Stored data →
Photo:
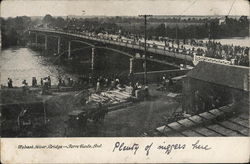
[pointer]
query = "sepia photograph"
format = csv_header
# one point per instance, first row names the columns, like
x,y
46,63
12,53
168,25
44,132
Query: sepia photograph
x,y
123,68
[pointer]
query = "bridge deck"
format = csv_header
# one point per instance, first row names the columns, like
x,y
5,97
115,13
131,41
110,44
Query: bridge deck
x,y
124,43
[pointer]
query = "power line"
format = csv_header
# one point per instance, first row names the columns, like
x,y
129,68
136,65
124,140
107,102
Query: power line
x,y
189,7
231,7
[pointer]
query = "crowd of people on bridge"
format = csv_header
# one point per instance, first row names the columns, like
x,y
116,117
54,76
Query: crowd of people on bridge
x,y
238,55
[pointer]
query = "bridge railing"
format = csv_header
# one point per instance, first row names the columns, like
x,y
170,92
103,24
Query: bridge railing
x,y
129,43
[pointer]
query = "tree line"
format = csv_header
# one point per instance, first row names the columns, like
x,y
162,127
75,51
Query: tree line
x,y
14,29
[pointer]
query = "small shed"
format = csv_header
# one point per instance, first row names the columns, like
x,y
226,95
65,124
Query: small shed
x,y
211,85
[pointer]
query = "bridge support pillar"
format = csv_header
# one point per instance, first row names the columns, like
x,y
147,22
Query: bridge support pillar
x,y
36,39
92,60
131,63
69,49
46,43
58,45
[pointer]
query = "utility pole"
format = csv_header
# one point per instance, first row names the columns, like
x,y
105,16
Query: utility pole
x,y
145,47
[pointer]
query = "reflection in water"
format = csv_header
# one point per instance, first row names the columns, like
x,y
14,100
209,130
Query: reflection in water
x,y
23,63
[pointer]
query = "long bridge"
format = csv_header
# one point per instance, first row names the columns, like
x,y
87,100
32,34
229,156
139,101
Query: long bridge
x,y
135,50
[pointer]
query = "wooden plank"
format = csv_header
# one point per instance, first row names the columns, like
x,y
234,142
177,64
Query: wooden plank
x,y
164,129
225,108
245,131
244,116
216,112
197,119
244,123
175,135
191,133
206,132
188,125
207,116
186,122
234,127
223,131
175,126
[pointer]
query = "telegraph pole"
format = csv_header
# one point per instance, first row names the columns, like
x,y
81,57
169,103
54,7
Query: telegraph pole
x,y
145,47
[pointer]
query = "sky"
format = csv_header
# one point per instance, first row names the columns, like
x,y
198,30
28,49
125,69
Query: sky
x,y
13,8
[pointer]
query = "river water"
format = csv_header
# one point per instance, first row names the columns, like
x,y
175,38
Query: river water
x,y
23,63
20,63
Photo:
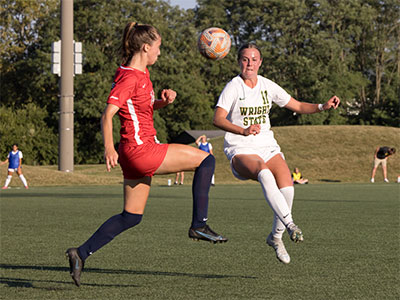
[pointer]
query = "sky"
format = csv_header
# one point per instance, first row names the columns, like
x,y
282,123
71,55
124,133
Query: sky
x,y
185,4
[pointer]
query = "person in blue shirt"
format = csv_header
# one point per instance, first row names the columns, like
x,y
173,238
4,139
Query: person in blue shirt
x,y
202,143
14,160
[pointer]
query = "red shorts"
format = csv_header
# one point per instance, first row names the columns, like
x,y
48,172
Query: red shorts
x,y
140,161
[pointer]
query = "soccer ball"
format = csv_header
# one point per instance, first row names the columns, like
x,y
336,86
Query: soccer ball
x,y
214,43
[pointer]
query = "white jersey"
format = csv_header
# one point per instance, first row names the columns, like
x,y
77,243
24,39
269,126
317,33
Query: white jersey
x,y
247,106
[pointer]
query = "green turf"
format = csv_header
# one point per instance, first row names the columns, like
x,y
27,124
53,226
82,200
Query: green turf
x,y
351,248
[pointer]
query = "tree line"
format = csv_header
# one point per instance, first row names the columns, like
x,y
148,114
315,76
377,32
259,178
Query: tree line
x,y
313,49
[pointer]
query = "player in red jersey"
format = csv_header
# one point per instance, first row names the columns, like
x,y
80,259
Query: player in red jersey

Task details →
Transcribe each entry precisely as given, leaving the pictures out.

Correct response →
Photo:
[pointer]
query = "sepia photograph"
format = csv_header
# one point per instance, first row names the columns, like
x,y
46,63
12,53
168,25
44,132
Query: sepia photograph
x,y
123,68
[pointer]
query = "bridge deck"
format = csv_header
# one point per instance, first row names the columns, like
x,y
5,97
115,13
131,41
110,44
Query: bridge deck
x,y
124,43
[pointer]
query = "power line"
format = csv_header
# one point per instance, first row names the columns, like
x,y
129,68
136,65
124,140
107,102
Query: power line
x,y
189,7
231,7
[pointer]
query = "crowd of people on bridge"
format = csv_header
# one point per instance, first row names the columns, like
x,y
116,117
54,76
Query: crowd of people on bridge
x,y
238,55
[pointer]
query = "bridge railing"
format = csv_header
# one point per instance, first row names the columns, like
x,y
170,92
103,24
Query: bridge railing
x,y
129,43
[pointer]
query = "tree line"
format = csv_header
# one point per instance, first row names the columns, like
x,y
162,127
75,51
Query: tree line
x,y
14,29
[pointer]
query = "small shed"
format = csv_header
# one point per instance, first row names the columns, like
x,y
226,95
65,124
Query: small shed
x,y
211,85
[pointer]
query = "bridge support pillar"
format = csv_header
# one point per instance, first row names the columns, like
x,y
147,22
Query: bridge support pillar
x,y
36,39
92,60
131,63
69,49
46,43
58,45
[pointer]
query = "utility pole"
format = csv_header
# one point per instance, first row names the columns, like
x,y
105,16
Query: utility pole
x,y
145,47
[pointer]
query = "reflection in water"
format = csv_header
# one point per instance, first row names the columns, like
x,y
14,100
209,130
Query: reflection in water
x,y
23,63
[pointer]
query = "long bridge"
format = csv_header
# one point per instance, first row names the columns, like
x,y
87,100
32,34
229,156
139,101
Query: long bridge
x,y
135,50
[pointer]
query = "wooden plank"
format = csv_header
# one point per instance, first row names the columns, like
x,y
234,142
177,64
Query: wooden plank
x,y
164,129
225,108
245,131
244,116
216,112
197,119
244,123
175,135
191,133
206,132
188,125
207,116
186,122
234,127
223,131
175,126
[pointer]
query = "telegraph pole"
format = csv_header
# one point per instance, first row names the columns, like
x,y
81,57
169,103
54,7
Query: telegraph pole
x,y
145,47
[pointer]
query = "sky"
format = csv_header
# one point per instance, first row names the columns, like
x,y
198,30
28,49
125,69
Query: sky
x,y
13,8
[pointer]
query = "river water"
format = csv_header
# one point per instance, first row names the columns, like
x,y
175,38
Query: river water
x,y
23,63
20,63
Photo:
[pointer]
query = "sky"
format = csv_header
# one point per instance, first row names the columns, like
x,y
282,123
71,55
124,133
Query: sky
x,y
185,4
[pointer]
query = "person in blue shirt"
format = csv_header
# one point per instance, first row names the columns, like
x,y
173,238
4,139
Query: person in blue shirt
x,y
202,143
14,160
[pointer]
query = "red shorts"
format = csv_header
# one point per instance, first row names the columns, like
x,y
48,172
Query: red shorts
x,y
140,161
[pointer]
query = "soccer ball"
format = csv_header
# one point per instance, first row names the columns, like
x,y
336,86
Query: soccer ball
x,y
214,43
[pointer]
query = "white jersey"
format = csv_header
# one point per instance, first row names the columns, like
x,y
77,243
24,39
269,126
317,33
Query: white jersey
x,y
247,106
[pointer]
query = "green turf"
format = csv_header
# one point per instance, first row names the columns, like
x,y
27,124
53,226
82,200
Query: green turf
x,y
351,248
[pointer]
query = "tree line"
format = csv_header
# one point per instance, first row names the columns, like
x,y
148,114
315,76
377,32
259,178
Query: tree line
x,y
313,49
[pointer]
query = "player in red jersey"
format = csv_header
# one point per instance, first row names the columns, like
x,y
80,259
Query: player in red jersey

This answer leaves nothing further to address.